> **Record excerpts**:
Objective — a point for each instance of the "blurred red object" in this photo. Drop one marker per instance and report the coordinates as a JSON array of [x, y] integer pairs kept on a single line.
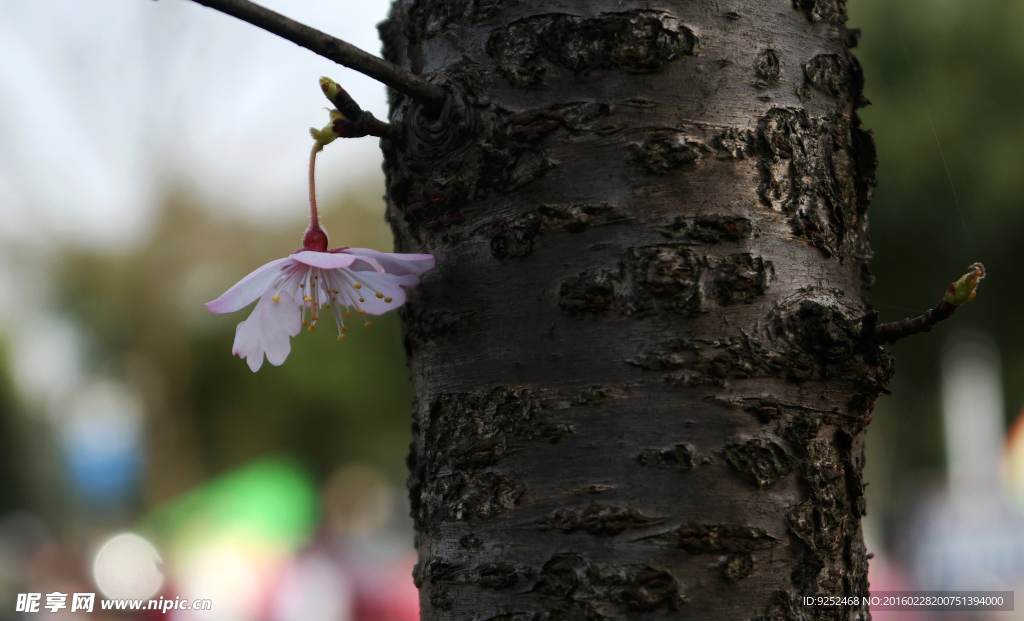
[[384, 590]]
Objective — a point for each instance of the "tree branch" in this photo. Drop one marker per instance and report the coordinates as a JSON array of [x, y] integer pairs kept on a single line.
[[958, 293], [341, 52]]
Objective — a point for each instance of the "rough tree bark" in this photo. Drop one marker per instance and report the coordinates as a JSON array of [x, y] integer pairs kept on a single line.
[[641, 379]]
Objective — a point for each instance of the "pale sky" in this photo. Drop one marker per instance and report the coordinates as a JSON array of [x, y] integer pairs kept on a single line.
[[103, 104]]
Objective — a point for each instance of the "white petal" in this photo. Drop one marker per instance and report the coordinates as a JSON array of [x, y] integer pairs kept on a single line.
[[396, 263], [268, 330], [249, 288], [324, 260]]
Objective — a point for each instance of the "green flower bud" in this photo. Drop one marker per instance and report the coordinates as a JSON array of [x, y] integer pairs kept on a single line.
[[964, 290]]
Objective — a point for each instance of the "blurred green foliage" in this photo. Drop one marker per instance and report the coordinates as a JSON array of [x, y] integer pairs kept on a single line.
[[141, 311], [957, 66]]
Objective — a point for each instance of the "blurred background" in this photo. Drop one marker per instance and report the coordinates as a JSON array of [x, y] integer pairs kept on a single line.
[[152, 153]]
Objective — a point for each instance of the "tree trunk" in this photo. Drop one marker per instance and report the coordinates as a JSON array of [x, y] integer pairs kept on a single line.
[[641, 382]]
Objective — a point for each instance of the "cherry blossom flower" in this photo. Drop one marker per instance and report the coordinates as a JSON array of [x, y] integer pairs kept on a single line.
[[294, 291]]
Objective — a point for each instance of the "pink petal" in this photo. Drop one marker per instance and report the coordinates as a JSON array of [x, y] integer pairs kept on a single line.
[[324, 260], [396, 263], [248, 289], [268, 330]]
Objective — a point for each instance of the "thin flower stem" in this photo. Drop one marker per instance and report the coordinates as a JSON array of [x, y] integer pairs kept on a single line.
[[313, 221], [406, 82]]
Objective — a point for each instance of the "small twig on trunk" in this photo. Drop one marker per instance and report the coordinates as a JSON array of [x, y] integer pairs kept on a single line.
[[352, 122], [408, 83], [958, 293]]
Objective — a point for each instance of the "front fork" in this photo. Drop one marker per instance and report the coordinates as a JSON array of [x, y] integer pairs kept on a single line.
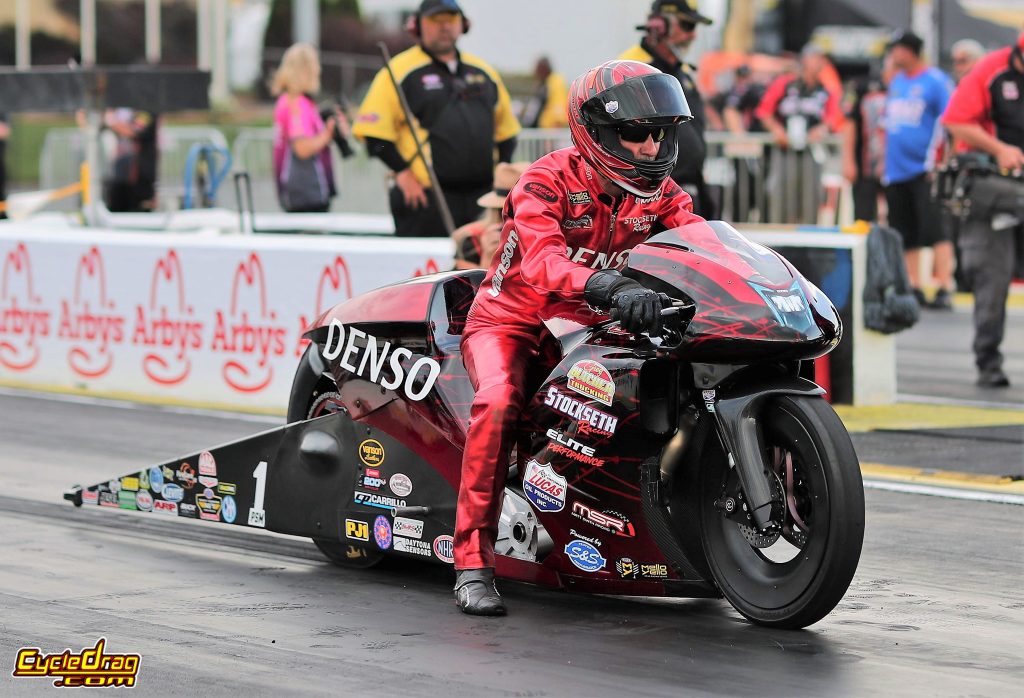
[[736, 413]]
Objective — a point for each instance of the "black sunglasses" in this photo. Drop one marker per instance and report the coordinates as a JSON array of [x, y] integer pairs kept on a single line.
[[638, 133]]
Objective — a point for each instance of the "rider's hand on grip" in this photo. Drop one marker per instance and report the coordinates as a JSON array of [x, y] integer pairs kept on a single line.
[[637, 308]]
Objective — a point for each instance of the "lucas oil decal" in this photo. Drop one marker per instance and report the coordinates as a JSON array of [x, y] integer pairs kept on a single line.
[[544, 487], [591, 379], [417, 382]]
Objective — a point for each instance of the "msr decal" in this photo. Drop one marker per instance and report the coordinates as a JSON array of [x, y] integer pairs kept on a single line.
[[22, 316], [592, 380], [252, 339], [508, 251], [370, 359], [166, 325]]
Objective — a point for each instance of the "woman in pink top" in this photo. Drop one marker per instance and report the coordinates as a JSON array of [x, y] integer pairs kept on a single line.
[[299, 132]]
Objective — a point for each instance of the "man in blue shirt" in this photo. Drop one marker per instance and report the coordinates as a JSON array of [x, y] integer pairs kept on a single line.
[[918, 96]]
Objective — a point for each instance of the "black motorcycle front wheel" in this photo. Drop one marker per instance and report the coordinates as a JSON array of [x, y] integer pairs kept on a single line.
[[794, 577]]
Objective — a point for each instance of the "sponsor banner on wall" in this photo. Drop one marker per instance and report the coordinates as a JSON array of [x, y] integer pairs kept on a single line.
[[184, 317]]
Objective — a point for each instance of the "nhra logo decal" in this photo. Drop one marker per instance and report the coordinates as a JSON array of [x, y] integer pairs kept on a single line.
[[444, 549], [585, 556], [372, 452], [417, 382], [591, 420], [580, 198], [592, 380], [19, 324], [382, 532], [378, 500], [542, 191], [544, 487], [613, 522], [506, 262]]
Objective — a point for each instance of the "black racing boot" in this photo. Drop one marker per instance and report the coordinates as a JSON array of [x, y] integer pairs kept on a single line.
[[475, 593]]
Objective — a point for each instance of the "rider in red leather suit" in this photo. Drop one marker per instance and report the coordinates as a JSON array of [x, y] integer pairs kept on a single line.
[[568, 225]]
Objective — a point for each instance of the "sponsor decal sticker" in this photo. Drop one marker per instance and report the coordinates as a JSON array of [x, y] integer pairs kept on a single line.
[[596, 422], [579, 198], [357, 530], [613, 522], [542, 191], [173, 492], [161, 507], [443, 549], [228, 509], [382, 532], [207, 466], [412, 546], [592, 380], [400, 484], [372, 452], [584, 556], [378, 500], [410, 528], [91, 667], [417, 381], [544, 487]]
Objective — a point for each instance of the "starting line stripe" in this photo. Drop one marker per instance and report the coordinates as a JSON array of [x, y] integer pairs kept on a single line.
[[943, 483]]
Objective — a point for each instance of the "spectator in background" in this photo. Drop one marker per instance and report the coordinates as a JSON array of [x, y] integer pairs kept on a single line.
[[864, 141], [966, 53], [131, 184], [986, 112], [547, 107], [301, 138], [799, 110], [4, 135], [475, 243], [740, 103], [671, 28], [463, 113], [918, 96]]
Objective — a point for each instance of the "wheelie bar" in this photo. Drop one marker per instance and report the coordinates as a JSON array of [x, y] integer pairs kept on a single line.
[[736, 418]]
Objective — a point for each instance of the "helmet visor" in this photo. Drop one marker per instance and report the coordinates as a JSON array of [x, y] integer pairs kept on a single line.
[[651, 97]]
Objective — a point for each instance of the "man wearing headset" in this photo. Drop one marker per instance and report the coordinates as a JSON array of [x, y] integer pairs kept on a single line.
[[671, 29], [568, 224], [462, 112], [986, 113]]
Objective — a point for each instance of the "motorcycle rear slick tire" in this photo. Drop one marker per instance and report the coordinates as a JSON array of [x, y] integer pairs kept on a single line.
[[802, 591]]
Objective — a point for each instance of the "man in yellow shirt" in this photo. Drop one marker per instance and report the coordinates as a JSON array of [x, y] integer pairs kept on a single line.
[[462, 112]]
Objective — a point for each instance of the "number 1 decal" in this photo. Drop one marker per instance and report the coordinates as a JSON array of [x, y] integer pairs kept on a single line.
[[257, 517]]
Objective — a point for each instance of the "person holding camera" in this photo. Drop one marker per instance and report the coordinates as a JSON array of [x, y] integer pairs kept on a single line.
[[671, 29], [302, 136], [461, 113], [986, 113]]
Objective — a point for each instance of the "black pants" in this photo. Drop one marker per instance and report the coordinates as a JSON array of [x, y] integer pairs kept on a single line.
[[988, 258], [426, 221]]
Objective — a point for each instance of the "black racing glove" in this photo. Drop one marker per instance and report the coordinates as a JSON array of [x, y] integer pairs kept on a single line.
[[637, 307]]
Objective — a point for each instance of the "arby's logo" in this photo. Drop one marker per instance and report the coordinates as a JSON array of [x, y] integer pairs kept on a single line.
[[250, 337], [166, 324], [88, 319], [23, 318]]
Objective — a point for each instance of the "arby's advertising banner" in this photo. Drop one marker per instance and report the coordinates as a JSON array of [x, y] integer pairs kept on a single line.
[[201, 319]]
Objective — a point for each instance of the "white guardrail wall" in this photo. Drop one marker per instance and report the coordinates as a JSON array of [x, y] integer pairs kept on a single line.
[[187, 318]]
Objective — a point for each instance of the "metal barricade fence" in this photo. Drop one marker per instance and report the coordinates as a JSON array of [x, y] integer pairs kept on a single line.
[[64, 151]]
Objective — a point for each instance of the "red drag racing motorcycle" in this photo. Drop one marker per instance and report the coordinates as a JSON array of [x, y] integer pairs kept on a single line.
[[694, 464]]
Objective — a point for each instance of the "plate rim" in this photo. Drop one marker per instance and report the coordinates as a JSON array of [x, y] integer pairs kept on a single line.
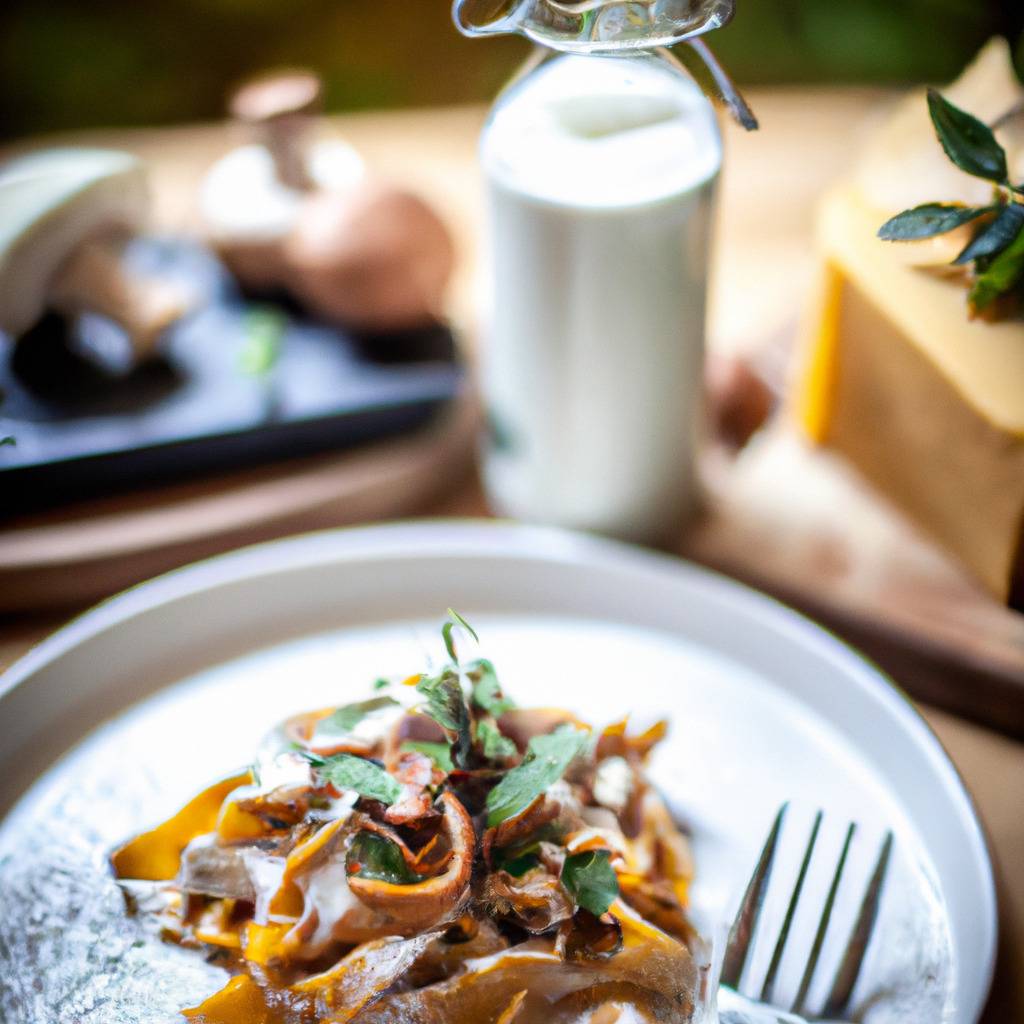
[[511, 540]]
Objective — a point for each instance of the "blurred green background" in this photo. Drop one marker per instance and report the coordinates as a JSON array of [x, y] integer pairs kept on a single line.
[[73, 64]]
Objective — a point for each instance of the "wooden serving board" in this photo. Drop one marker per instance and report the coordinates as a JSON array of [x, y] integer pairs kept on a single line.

> **Your objective**: Extract from the listing above every line starting with the one that contains "in red leather" and going on through the one that contains "[[651, 97]]", and repeat them exactly with both end lines included.

> **Solution to the problem**:
Objective — a point for each instance of the "rider in red leather suit" in this photo. Drop one marker per instance and report the coordinates as a JSON array of [x, y] integer pairs kept on a single line.
[[568, 225]]
Objective — a point for each instance of the "sponsor decal sticker" in this photo. Drop one marker per instance and report the coordinates as a JSON array of [x, y] integer pairs kept on a single line.
[[596, 422], [579, 198], [357, 530], [613, 522], [542, 191], [173, 492], [161, 507], [443, 549], [228, 509], [382, 532], [207, 466], [412, 546], [592, 380], [400, 484], [372, 452], [584, 556], [378, 500], [410, 528], [91, 667], [417, 381], [544, 487]]
Objective — a point for each instance of the "starting line stripe" in this photo. Drop one marker per instance and report the coordinates as a JSON array of [x, y] integer pairs kept on a single line.
[[943, 483]]
Objective — a point for each instance of the "spectator in background" in this photo. Drop one marker per instance and report the coordinates as a JSON array of [x, y] integer pairs kept on a single line.
[[864, 141], [966, 53], [131, 184], [986, 112], [547, 107], [301, 138], [799, 110], [4, 135], [475, 243], [740, 103], [671, 28], [463, 113], [918, 96]]
Objective — a point for each instance of the "wheelie bar" in this photo. Drop one marker per instance and report the coordinates as a JSON array of [x, y] integer pairs kept on a single line.
[[736, 418]]
Objective — a point for each instance of the "helmet visor" in this photo. Drop one marker per instance and report the coordinates as a JSON array of [x, y] integer pairs kept on a single line.
[[651, 97]]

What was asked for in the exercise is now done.